Rows from a dataset
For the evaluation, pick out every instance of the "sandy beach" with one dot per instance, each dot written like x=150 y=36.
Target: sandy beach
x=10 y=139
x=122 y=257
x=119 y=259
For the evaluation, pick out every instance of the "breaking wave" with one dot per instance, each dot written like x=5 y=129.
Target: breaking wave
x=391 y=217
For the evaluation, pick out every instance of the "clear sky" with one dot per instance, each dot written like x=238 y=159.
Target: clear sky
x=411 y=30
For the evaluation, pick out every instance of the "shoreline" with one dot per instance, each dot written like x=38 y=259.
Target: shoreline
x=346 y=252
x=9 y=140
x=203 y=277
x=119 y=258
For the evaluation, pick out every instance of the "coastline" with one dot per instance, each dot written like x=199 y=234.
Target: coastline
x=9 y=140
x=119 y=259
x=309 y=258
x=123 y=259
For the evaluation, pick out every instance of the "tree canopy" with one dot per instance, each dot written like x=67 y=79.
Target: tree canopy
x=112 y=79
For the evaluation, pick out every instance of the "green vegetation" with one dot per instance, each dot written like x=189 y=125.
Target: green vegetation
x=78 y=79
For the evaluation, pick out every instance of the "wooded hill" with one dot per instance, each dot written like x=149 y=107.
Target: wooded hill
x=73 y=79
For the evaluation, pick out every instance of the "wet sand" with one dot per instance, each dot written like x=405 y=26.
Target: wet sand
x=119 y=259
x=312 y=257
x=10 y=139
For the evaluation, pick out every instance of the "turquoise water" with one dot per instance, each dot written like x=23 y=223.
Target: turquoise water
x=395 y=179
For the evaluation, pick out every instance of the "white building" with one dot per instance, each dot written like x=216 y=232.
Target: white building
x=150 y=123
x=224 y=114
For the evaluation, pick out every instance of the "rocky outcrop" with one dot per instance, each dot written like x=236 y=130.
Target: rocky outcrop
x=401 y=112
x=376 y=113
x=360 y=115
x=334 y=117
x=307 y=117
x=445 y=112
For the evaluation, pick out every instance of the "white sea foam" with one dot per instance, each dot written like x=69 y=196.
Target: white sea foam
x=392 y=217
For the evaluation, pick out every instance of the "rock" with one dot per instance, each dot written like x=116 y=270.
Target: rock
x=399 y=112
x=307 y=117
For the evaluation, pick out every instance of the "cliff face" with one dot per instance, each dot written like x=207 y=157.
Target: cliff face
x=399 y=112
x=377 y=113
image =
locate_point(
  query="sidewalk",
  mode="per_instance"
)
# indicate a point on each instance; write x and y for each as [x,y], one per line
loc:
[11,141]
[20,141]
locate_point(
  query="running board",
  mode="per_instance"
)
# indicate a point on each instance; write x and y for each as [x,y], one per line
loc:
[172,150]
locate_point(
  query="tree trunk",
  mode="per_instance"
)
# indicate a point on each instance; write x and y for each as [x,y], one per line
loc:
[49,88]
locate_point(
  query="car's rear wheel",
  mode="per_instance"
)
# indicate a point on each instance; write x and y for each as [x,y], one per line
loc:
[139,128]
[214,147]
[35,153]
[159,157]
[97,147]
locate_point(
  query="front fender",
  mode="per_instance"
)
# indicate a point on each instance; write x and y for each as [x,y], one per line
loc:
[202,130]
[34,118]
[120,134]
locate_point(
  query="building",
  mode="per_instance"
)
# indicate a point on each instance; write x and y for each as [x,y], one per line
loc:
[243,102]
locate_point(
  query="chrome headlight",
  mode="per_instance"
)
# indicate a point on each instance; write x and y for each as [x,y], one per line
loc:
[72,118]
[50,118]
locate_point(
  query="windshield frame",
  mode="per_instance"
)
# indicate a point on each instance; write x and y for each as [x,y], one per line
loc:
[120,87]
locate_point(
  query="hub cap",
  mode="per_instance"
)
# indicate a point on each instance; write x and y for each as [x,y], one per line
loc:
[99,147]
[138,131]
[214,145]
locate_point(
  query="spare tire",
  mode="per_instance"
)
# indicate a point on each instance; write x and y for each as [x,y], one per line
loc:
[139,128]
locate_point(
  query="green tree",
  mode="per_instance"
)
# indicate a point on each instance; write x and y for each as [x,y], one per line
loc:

Short problem -
Retype all of the rows above without changing a single character.

Exercise solution -
For the evaluation, pick out every instance of the "sandy beach" with one dot per instance, each dot written like x=150 y=36.
Target: sandy beach
x=10 y=139
x=122 y=257
x=119 y=259
For the evaluation, pick out every instance of the "breaking wave" with one dot per instance, each dot written like x=5 y=129.
Target: breaking wave
x=391 y=217
For the evaluation, pick out every instance of the "clear sky" with one dot per instance, each dot written like x=238 y=159.
Target: clear sky
x=411 y=30
For the evaluation, pick out every instance of the "shoreline" with one dot per instance, each dot written like x=38 y=259.
Target: shoreline
x=346 y=252
x=9 y=140
x=203 y=277
x=119 y=258
For the evaluation, pick out every instance of the "coastline" with one dot per instance, each dot written like x=199 y=234.
Target: coastline
x=9 y=140
x=119 y=259
x=309 y=258
x=123 y=259
For the evaluation, pick out every instance of the "tree canopy" with one dot per instance, each dot written like x=67 y=79.
Target: tree canopy
x=112 y=79
For the evaluation, pick out every instance of the "green vegetation" with one dot per instance, each dot written like x=189 y=125.
Target: green vegetation
x=78 y=79
For the evaluation, pick out every instance of the "wooded hill" with one dot per instance, each dot written like x=149 y=107.
Target: wooded hill
x=73 y=79
For the evaluation, pick out every instance of the "wet sand" with one dot per instance, each dot written like x=405 y=26.
Target: wet sand
x=119 y=259
x=312 y=257
x=10 y=139
For the evaluation, pick out every instance of the "turquoise water" with one dot per instance, each dot written like x=23 y=223.
Target: turquoise water
x=395 y=179
For the evaluation, pick out every instance of the "white building" with one dot per instance, each dot written like x=216 y=232.
Target: white building
x=150 y=123
x=224 y=114
For the evaluation, pick out every instance of the "rocky outcrop" with one dot per instance, each dot written like x=236 y=130.
Target: rocky outcrop
x=401 y=112
x=376 y=113
x=360 y=115
x=334 y=117
x=307 y=117
x=445 y=112
For the evaluation, pick out every instance of the "white sea foam" with one dot per instance, each dot written like x=69 y=196.
Target: white sea foam
x=392 y=217
For the evaluation, pick out every instance of the "rock" with one dot per instance, each dot written like x=116 y=270.
Target: rock
x=399 y=112
x=307 y=117
For the evaluation, pick out every instance of the "cliff face" with one dot per instance, each dot written like x=207 y=157.
Target: cliff face
x=399 y=112
x=377 y=113
image =
locate_point(
  query="sidewalk",
  mode="per_instance"
)
# indicate a point on each instance; write x and y for each as [x,y], one per line
loc:
[11,141]
[20,141]
locate_point(
  query="running board",
  mode="per_instance"
)
# indicate a point on each instance; write x and y for each as [x,y], one per line
loc:
[172,150]
locate_point(
  query="tree trunk",
  mode="per_instance"
)
# indicate a point on each instance; write x and y for each as [x,y], one per line
loc:
[49,88]
locate_point(
  query="car's rear wheel",
  mode="per_instance"
)
# indicate a point on each instance; write x and y for each as [x,y], one per line
loc:
[139,128]
[214,147]
[35,153]
[159,157]
[97,147]
locate_point(
  query="front fender",
  mode="per_instance"
)
# indicate a point on each instance; write x and y for each as [x,y], one per line
loc:
[202,130]
[34,118]
[120,134]
locate_point(
  query="building",
  mode="per_instance"
)
# indicate a point on each instance; write x and y for each as [x,y], one per line
loc:
[243,102]
locate_point(
  query="chrome headlight",
  mode="per_instance"
)
# indicate a point on each instance; write x and y for each as [x,y], one per line
loc:
[72,118]
[50,118]
locate_point(
  query="windshield frame",
  mode="per_instance"
)
# indicate a point on each instance; write x and y for each as [x,y], one per line
loc:
[120,87]
locate_point(
  query="hub cap",
  mode="per_instance"
)
# indicate a point on each instance; write x and y for each as [x,y], one per line
loc:
[99,147]
[138,131]
[214,145]
locate_point(
  query="spare tire",
  mode="per_instance"
)
# indicate a point on each instance; write x and y for each as [x,y], one per line
loc:
[139,128]
locate_point(
  query="green tree",
  mode="per_instance"
)
# indicate a point on each instance; write x and y for each as [x,y], one per line
loc:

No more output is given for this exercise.